> [Раздел документа]:
···

Изменить стиль страницы

Поэма «Тринадцать» датирована так: октябрь 1993 — май 1996. А в конце июня Евтушенко уже в Штатах. Спецкурс по Пушкину. Сорок пар молоденьких глаз.

Произошел потоп.
Квас патриотов скис.
СССР не усоп,
а перебрался в Квинс.
(«Спецкурс по Пушкину в Нью-Йорке»)

Он предпочел жить среди своих учеников в Квинсе, а не на Манхэттене с большинством своих более благополучных коллег, к тому же ему нравится широкий этнический состав студенчества, свойственный Квинсу. Юные слушатели его — из бывшего СССР.

Где-то в Оклахоме и Айове
неужели высохнет душа
капельками русской моей крови,
всосанными в землю США?
(«В американском госпитале»)

Написано 18 июля 1996-го. Не молодеем.

ЧТО ЖЕ ВСЕ-ТАКИ БЫЛО?

···

> [Фрагмент данных]:
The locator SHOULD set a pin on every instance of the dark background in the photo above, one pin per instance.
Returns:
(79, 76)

···

> [Короткая задача]:
Как датирована поэма «Тринадцать» в тексте о Евтушенко?

> [Ответ к задаче]:
Октябрь 1993 — май 1996.